Data extracts:
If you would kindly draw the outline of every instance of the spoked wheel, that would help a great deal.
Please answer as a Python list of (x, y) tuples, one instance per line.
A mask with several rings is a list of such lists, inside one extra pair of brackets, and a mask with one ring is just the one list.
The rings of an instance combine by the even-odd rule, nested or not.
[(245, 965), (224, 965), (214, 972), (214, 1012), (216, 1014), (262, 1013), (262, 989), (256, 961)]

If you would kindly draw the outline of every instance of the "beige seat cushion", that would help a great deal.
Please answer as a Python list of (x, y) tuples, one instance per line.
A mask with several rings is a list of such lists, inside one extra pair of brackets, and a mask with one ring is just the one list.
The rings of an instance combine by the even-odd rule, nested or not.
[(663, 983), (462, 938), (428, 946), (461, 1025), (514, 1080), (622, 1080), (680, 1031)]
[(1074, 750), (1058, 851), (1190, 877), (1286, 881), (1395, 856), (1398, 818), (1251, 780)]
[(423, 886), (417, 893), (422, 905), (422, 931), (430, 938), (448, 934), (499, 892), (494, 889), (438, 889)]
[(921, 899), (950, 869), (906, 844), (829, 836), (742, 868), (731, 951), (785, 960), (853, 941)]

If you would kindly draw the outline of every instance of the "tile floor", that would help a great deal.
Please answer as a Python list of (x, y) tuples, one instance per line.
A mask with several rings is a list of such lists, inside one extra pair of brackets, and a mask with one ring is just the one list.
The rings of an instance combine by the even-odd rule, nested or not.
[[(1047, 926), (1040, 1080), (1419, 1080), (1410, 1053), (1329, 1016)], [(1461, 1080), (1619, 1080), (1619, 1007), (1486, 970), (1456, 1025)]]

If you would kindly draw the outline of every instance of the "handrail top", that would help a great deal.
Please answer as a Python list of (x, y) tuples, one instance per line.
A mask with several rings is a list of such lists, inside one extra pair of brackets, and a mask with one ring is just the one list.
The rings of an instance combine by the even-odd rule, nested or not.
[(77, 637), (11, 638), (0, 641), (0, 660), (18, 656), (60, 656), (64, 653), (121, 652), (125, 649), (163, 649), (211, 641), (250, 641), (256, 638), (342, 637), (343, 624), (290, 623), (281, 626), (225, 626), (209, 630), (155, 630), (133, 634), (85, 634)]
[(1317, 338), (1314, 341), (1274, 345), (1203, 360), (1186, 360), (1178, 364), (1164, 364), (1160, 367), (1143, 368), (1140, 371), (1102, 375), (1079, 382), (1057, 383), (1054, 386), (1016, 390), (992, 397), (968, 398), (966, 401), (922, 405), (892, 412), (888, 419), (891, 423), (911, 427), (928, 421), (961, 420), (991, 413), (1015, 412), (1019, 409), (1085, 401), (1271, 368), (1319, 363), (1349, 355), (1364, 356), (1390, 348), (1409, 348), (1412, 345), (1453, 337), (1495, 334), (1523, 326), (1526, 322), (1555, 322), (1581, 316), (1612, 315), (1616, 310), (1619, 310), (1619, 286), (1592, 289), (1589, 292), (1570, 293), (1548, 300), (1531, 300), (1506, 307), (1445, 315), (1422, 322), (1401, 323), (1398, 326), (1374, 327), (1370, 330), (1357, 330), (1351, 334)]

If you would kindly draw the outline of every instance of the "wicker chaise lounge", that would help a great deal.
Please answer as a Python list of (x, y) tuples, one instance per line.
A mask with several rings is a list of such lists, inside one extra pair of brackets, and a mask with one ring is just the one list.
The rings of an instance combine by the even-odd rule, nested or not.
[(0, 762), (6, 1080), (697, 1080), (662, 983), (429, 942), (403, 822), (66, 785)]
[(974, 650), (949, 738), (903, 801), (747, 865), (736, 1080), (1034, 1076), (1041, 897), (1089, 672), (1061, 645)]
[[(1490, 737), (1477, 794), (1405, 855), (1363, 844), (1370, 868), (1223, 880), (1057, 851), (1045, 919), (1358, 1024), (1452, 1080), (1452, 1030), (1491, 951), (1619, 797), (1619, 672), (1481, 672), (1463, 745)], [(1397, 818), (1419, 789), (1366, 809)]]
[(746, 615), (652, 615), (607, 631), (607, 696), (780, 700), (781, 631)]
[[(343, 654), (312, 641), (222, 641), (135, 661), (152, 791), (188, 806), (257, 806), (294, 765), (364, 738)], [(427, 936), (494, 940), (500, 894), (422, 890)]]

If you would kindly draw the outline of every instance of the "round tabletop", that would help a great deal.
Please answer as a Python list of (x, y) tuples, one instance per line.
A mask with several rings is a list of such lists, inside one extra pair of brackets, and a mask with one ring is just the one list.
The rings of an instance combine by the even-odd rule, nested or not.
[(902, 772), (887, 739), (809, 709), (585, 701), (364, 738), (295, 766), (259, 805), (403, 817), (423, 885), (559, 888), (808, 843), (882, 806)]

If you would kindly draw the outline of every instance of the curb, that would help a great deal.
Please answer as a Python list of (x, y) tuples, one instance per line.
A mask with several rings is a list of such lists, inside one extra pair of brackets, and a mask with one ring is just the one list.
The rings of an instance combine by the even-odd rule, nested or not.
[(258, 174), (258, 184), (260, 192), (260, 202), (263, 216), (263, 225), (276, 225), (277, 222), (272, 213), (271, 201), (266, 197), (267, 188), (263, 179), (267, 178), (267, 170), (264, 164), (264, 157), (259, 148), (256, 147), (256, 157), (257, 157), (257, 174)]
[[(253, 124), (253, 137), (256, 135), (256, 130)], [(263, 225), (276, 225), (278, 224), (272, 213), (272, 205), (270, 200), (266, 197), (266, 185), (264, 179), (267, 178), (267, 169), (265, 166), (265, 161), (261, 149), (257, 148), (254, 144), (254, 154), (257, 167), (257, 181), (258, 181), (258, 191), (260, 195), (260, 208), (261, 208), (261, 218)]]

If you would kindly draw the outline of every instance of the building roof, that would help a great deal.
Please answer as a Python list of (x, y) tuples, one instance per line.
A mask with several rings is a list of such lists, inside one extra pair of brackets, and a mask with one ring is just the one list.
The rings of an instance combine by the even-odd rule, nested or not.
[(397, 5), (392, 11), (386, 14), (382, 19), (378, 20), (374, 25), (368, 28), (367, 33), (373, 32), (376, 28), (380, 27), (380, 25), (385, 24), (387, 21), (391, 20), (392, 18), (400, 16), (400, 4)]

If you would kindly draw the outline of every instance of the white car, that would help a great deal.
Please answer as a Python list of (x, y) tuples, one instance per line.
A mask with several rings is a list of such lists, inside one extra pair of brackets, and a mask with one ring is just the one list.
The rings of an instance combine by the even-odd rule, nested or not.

Your instructions: Write the data out in full, matching every line exactly.

Answer space:
If you would kindly draw the outline of every instance of the spoked wheel, that would help a great deal.
Please answer as a Python list of (x, y) tuples, one instance per line.
A mask with several rings is a list of such lists, inside one extra pair of brackets, and a mask with one ring is just the one list.
The rings of an instance combine by the even-odd rule, nested or not.
[(245, 965), (224, 965), (214, 972), (214, 1012), (216, 1014), (262, 1013), (262, 989), (256, 961)]

If you would kindly draw the outline of every instance of the "beige seat cushion", that would help a great deal.
Please answer as a Python list of (x, y) tuples, one instance per line.
A mask with several rings is a list of such lists, inside one extra pair of brackets, and a mask with one ring is just the one list.
The rings of an instance combine by the even-odd rule, nested or not.
[(663, 983), (462, 938), (428, 946), (461, 1025), (514, 1080), (622, 1080), (680, 1031)]
[(1074, 750), (1058, 851), (1190, 877), (1286, 881), (1395, 856), (1398, 818), (1251, 780)]
[(423, 886), (417, 893), (422, 905), (422, 931), (430, 938), (448, 934), (499, 892), (494, 889), (438, 889)]
[(921, 899), (950, 869), (906, 844), (829, 836), (742, 868), (731, 951), (785, 960), (853, 941)]

If you would kindly draw the outline of every instance of the "tile floor", that would help a great deal.
Please answer as a Python list of (x, y) tuples, one instance per line.
A mask with several rings is a list of such lists, inside one extra pair of brackets, and a mask with one ring is just the one list.
The rings of an instance combine by the even-odd rule, nested or not.
[[(1047, 926), (1040, 1080), (1419, 1080), (1410, 1053), (1329, 1016)], [(1461, 1080), (1619, 1080), (1619, 1007), (1486, 970), (1456, 1025)]]

If you would kindly draw the outline of every instance of the "handrail top", that would help a great deal.
Please answer as a Python list of (x, y) tuples, one instance per line.
A mask with several rings is a list of such lists, inside one extra pair of brackets, and a mask with one ring is just the one list.
The rings of an instance combine by the even-odd rule, nested or not.
[(77, 637), (11, 638), (0, 641), (0, 660), (18, 656), (60, 656), (64, 653), (121, 652), (125, 649), (163, 649), (211, 641), (250, 641), (256, 638), (342, 637), (343, 624), (290, 623), (281, 626), (225, 626), (209, 630), (155, 630), (133, 634), (85, 634)]
[(1317, 338), (1314, 341), (1274, 345), (1203, 360), (1186, 360), (1178, 364), (1164, 364), (1160, 367), (1143, 368), (1140, 371), (1102, 375), (1079, 382), (1057, 383), (1054, 386), (1016, 390), (992, 397), (968, 398), (966, 401), (922, 405), (892, 412), (888, 419), (891, 423), (911, 427), (928, 421), (961, 420), (991, 413), (1015, 412), (1019, 409), (1085, 401), (1271, 368), (1319, 363), (1349, 355), (1364, 356), (1390, 348), (1409, 348), (1412, 345), (1453, 337), (1495, 334), (1523, 326), (1526, 322), (1555, 322), (1581, 316), (1612, 315), (1616, 310), (1619, 310), (1619, 286), (1592, 289), (1589, 292), (1570, 293), (1548, 300), (1531, 300), (1506, 307), (1445, 315), (1422, 322), (1401, 323), (1398, 326), (1374, 327), (1370, 330), (1357, 330), (1351, 334)]

If you would kindly draw the outline of every instance of the "wicker chaise lounge", that would help a great deal.
Please answer as a Python list of (x, y) tuples, one instance per line.
A mask with several rings is a list of such lists, inside one extra pair of brackets, and a mask with one ring is just the one list.
The rings of an instance combine by the even-odd rule, nested or not.
[(0, 762), (6, 1080), (697, 1080), (662, 983), (429, 942), (403, 822), (66, 785)]
[(974, 650), (949, 738), (903, 801), (747, 865), (736, 1080), (1034, 1076), (1041, 897), (1089, 672), (1061, 645)]
[[(1490, 737), (1477, 794), (1405, 855), (1363, 844), (1370, 868), (1223, 880), (1057, 851), (1045, 919), (1358, 1024), (1452, 1080), (1452, 1030), (1491, 951), (1619, 797), (1619, 672), (1481, 672), (1463, 745)], [(1397, 818), (1419, 789), (1366, 809)]]
[(746, 615), (652, 615), (607, 631), (607, 696), (780, 700), (781, 631)]
[[(343, 654), (312, 641), (222, 641), (135, 661), (152, 791), (188, 806), (257, 806), (294, 765), (364, 738)], [(427, 936), (494, 940), (500, 894), (422, 890)]]

If you would kindly draw the outline of every instance of the "round tabletop", that would help a great deal.
Please answer as a Python list of (x, y) tuples, one instance per line.
A mask with several rings is a list of such lists, inside one extra pair of brackets, and a mask with one ring is just the one list.
The rings of an instance combine by the even-odd rule, nested or not.
[(902, 772), (887, 739), (809, 709), (585, 701), (364, 738), (295, 766), (259, 805), (403, 817), (423, 885), (559, 888), (808, 843), (882, 806)]

If you would kindly draw the outline of every instance of the curb, that would help a great deal.
Please answer as a Python list of (x, y) tuples, one instance per line.
A mask with several rings is a list of such lists, inside one extra pair of brackets, and a mask with one ring is just the one list.
The rings of an instance combine by the even-odd rule, nested or not.
[(258, 174), (258, 184), (260, 192), (260, 202), (263, 216), (263, 225), (276, 225), (277, 222), (272, 213), (271, 201), (266, 197), (267, 188), (263, 179), (267, 178), (267, 170), (264, 164), (264, 157), (259, 148), (256, 147), (256, 157), (257, 157), (257, 174)]
[[(253, 124), (253, 137), (256, 135), (256, 130)], [(263, 225), (276, 225), (278, 224), (272, 213), (272, 205), (270, 200), (266, 197), (266, 185), (264, 179), (267, 178), (267, 169), (265, 166), (265, 161), (261, 149), (257, 148), (254, 144), (254, 154), (257, 167), (257, 181), (258, 181), (258, 191), (260, 195), (260, 208), (261, 208), (261, 218)]]

If you would kindly draw the outline of every instance of the building roof, that would help a great deal.
Please answer as a Python list of (x, y) tuples, one instance per line.
A mask with several rings is a list of such lists, inside one extra pair of brackets, and a mask with one ring is just the one list.
The rings of an instance combine by the even-odd rule, nested or not.
[(397, 5), (392, 11), (386, 14), (382, 19), (378, 20), (374, 25), (368, 28), (367, 33), (373, 32), (376, 28), (380, 27), (380, 25), (385, 24), (387, 21), (391, 20), (392, 18), (400, 16), (400, 4)]

If you would kindly draw the outline of every instance of the white car, that would help a great deal.
Please answer as a Python list of (x, y) tuples, one instance per line.
A mask with several rings is a list of such lists, inside one extra pair of brackets, and a mask with one ring is just the one list.
The rings of an instance combine by the even-odd rule, nested or not.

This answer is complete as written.